== Textauszug ==
Millionen Menschen stempeln. Jeden Morgen, jeden Abend stecken sie ihre Karte in eine Stechuhr oder halten ihren Chip vor ein Lesegerät und messen so ihre Arbeitszeit. Das passiert vor allem dort, wo in Schichten und linear über acht Stunden gearbeitet wird, zum Beispiel in Fabriken oder im öffentlichen Dienst. Vertreter einiger Branchen hielten das lange für altmodisch, teilweise machten sie sich sogar darüber lustig. In vielen Bereichen gilt stattdessen die „Vertrauensarbeitszeit“ – vor allem dort, wo unregelmäßig gearbeitet wird: in Agenturen, in der Wissenschaft oder beim modernen Mittelständler.
Spätestens seit 2019 ist aber klar: Die Vertrauensarbeitszeit hat ihre Grenzen. Die Arbeitgeber müssen nämlich die geleisteten Arbeitsstunden dokumentieren, erklärte damals der Europäische Gerichtshof. Das sogenannte „Stechuhr-Urteil“ gilt heute als historisch. Seitdem hat sich allerdings noch nicht viel getan in Deutschland. Zwar bestätigte das Bundesarbeitsgericht (BAG) Ende 2022 das Urteil. Doch erst jetzt, durch einen Entwurf aus dem Bundesarbeitsministerium, wird klar, wie sich die Bundesregierung die Umsetzung des Urteils vorstellt.
Der Entwurf orientiert sich streng an den Leitlinien, die das BAG gesetzt hatte. Demnach räumt die Bundesregierung den Arbeitgebern ein, die Arbeitszeit auch elektronisch zu erfassen. Papier und Stift sind also nicht notwendig, aber möglich. Zum anderen sollen Tarif- und Betriebsparteien Ausnahmen vereinbaren können – zum Beispiel für Angestellte in der Wissenschaft. Vertrauensarbeitszeit bleibt also weiter möglich – Unternehmen müssen aber die technischen Möglichkeiten schaffen, um die Arbeitszeit zu erfassen.
===
== Datenzeilen ==
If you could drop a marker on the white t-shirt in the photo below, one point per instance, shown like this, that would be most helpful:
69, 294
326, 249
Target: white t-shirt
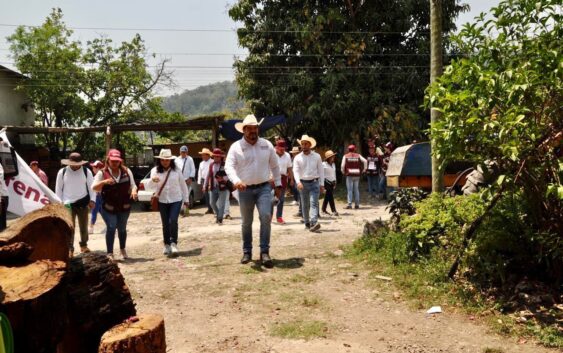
284, 161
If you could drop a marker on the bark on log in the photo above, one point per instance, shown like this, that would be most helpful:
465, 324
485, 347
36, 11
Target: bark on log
33, 296
98, 299
47, 230
143, 336
15, 253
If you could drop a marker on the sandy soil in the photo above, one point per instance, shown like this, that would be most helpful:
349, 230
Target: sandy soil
211, 303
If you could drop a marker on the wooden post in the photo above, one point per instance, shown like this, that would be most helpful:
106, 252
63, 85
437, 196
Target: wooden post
108, 139
436, 69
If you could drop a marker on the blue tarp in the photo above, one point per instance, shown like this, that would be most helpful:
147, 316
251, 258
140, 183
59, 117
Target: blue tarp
229, 132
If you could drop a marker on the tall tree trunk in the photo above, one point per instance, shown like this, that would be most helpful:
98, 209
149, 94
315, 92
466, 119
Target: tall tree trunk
436, 69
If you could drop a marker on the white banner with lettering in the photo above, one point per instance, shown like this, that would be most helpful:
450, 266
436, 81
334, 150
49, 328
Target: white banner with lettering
26, 191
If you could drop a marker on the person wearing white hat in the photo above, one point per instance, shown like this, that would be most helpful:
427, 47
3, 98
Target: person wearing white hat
172, 192
309, 176
249, 163
202, 172
185, 164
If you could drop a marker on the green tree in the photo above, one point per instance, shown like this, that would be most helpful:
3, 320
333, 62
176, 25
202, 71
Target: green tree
503, 104
95, 84
334, 62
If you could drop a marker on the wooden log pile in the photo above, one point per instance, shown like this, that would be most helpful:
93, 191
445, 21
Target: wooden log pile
61, 305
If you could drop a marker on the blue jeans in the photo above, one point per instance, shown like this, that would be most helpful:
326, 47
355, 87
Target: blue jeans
383, 185
279, 209
373, 184
353, 187
169, 213
310, 201
218, 202
260, 197
115, 221
97, 208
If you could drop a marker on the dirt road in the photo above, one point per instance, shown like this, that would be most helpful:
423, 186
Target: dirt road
211, 303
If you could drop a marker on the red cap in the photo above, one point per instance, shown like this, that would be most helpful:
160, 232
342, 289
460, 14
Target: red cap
114, 155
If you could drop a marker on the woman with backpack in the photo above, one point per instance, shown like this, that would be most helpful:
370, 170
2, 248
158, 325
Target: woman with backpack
117, 187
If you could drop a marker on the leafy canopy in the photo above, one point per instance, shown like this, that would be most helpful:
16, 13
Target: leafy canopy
335, 62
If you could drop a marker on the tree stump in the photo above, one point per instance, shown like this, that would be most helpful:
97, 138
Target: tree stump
143, 336
98, 299
47, 230
33, 296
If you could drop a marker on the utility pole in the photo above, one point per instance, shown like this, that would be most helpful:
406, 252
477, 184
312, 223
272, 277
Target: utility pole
436, 69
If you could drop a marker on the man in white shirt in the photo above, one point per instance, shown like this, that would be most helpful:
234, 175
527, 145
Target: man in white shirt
74, 189
250, 162
309, 176
3, 200
286, 166
202, 172
185, 164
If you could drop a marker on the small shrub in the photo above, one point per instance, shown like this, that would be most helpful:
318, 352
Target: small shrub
401, 202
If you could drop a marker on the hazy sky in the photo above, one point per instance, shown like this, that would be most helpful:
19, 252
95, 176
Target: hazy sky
197, 58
===
[Aufgabenstellung]
• a. Geben Sie aus dem Text zur Arbeitszeiterfassung die Stelle von "Spätestens seit 2019" bis einschließlich "des Urteils vorstellt." wortgetreu wieder.
• b. Welches Gericht bestätigte laut dem Text zur Arbeitszeiterfassung Ende 2022 das „Stechuhr-Urteil“?

[Lösungen]
• a.
Spätestens seit 2019 ist aber klar: Die Vertrauensarbeitszeit hat ihre Grenzen. Die Arbeitgeber müssen nämlich die geleisteten Arbeitsstunden dokumentieren, erklärte damals der Europäische Gerichtshof. Das sogenannte „Stechuhr-Urteil“ gilt heute als historisch. Seitdem hat sich allerdings noch nicht viel getan in Deutschland. Zwar bestätigte das Bundesarbeitsgericht (BAG) Ende 2022 das Urteil. Doch erst jetzt, durch einen Entwurf aus dem Bundesarbeitsministerium, wird klar, wie sich die Bundesregierung die Umsetzung des Urteils vorstellt.

• b. Das Bundesarbeitsgericht (BAG).